[Data listing]
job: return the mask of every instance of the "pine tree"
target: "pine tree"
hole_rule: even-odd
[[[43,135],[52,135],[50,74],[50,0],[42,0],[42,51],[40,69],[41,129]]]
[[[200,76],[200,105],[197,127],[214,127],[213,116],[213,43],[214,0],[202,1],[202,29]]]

• WHAT NEEDS TO BE DONE: Arrange every line of the data listing above as a Markdown table with the columns "Row" and "Line", leaving out any blank lines.

• ANSWER TO THIS TASK:
| Row | Line |
|---|---|
| 1 | job: return the mask of every instance of the "pine tree" |
| 2 | target: "pine tree" |
| 3 | hole_rule: even-odd |
| 4 | [[[43,135],[52,135],[50,74],[50,0],[42,0],[42,51],[40,69],[41,129]]] |
| 5 | [[[200,76],[200,105],[197,127],[214,127],[213,116],[213,43],[214,0],[202,1],[202,29]]] |